## START Task data

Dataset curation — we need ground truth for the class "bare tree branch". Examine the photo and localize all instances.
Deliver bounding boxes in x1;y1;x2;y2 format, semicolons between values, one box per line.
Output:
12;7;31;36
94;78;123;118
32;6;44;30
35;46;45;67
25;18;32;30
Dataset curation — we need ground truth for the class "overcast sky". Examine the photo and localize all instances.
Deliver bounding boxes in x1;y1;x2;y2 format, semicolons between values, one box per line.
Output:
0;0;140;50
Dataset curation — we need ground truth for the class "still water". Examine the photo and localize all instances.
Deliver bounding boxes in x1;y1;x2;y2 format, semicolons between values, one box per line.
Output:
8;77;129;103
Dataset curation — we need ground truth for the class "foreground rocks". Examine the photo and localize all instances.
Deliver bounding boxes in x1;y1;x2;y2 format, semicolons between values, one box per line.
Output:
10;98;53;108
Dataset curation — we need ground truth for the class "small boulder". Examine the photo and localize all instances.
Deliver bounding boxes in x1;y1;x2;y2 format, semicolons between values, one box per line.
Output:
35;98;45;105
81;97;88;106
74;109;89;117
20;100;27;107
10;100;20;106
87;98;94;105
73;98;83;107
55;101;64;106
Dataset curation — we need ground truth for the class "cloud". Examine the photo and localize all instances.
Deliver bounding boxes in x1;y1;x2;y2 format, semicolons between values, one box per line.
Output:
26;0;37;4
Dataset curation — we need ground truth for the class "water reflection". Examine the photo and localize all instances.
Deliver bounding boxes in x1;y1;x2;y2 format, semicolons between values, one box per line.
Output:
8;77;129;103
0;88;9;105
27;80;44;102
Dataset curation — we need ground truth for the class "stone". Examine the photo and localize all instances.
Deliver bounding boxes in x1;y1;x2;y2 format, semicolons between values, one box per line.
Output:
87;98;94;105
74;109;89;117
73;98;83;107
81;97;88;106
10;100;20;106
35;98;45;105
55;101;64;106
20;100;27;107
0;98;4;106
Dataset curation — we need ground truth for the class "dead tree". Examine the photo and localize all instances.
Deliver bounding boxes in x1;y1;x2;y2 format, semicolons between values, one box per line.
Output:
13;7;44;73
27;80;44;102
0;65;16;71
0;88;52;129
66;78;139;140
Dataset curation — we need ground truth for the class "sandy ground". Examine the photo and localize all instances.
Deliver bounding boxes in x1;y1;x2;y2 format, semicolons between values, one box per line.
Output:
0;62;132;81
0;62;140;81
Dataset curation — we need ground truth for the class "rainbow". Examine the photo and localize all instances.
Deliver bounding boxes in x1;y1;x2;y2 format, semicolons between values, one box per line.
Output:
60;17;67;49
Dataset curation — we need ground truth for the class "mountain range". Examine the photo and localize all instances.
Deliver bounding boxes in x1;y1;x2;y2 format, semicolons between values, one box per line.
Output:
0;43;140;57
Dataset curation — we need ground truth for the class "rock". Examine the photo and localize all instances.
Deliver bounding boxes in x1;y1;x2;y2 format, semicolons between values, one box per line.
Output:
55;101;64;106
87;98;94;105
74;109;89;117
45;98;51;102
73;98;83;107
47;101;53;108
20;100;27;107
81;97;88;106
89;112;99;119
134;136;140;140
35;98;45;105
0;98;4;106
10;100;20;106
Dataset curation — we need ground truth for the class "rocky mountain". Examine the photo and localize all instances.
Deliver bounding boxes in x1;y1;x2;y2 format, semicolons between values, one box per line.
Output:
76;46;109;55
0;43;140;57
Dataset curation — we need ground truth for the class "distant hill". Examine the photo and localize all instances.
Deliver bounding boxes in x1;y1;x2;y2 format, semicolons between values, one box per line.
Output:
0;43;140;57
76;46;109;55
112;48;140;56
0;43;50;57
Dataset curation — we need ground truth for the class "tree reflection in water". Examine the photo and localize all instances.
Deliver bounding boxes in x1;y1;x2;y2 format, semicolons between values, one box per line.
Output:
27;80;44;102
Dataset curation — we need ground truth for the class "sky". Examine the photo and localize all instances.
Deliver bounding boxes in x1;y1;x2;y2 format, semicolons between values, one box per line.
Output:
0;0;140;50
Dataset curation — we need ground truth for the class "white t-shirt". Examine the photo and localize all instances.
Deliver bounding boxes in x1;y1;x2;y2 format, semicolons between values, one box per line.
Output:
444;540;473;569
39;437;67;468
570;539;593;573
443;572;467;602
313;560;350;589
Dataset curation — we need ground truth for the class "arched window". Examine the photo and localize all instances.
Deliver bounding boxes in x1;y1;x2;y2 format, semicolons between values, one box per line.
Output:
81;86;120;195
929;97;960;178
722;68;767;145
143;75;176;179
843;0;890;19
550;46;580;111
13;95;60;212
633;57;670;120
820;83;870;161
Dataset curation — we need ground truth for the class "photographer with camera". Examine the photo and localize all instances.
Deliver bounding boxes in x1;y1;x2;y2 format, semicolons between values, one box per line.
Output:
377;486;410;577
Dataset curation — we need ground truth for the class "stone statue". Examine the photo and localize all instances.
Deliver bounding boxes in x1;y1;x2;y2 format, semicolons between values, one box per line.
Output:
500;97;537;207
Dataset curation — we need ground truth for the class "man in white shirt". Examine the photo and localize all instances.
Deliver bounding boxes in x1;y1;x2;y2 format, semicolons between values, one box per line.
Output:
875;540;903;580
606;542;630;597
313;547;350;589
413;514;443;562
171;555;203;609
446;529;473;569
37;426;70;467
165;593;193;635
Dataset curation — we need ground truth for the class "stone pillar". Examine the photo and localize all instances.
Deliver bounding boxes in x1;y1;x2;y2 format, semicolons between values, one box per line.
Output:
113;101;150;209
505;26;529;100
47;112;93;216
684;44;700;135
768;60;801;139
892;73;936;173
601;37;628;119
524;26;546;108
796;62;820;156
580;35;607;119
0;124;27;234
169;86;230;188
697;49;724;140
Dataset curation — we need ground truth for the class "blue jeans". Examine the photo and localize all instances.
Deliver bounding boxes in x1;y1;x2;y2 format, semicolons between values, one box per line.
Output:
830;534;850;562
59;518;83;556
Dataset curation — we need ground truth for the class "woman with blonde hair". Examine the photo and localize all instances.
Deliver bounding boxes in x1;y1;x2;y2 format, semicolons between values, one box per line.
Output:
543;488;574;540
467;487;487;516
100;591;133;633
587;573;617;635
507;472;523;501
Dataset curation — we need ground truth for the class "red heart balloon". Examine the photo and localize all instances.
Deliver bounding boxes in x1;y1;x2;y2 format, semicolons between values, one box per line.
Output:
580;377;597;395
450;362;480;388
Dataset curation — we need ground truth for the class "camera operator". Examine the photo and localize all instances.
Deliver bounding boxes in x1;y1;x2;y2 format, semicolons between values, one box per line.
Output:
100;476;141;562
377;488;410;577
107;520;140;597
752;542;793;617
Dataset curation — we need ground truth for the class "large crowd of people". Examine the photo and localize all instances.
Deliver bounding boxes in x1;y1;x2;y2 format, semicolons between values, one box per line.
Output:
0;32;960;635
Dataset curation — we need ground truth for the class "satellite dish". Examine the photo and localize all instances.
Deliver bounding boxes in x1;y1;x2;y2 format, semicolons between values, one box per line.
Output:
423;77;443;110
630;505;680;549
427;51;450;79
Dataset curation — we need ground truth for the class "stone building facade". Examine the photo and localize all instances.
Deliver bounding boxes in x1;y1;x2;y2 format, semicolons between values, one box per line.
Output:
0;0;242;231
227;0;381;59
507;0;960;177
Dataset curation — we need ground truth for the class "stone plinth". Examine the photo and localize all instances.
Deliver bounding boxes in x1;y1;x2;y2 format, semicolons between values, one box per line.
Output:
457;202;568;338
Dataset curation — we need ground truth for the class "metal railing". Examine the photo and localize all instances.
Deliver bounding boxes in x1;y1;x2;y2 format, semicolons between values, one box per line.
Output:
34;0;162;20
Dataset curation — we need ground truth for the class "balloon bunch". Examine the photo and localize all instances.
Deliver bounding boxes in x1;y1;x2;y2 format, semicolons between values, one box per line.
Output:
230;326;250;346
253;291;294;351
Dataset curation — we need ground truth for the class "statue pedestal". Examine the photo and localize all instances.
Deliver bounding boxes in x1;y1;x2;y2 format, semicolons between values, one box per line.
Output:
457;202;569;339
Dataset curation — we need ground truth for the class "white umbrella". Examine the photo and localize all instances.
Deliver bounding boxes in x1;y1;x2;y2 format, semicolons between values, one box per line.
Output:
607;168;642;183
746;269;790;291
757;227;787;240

## END Task data

- _What is required_
Reproduce verbatim the stretch of the rows above from their first line through the line containing "25;18;32;30".

- _Reply_
Dataset curation — we need ground truth for the class "bare tree branch". Examine the photo and localize all instances.
Deliver bounding boxes in x1;y1;x2;y2 format, semicolons between values, one box per line.
Output:
12;7;31;36
94;78;123;118
32;6;44;30
35;46;45;67
25;18;32;30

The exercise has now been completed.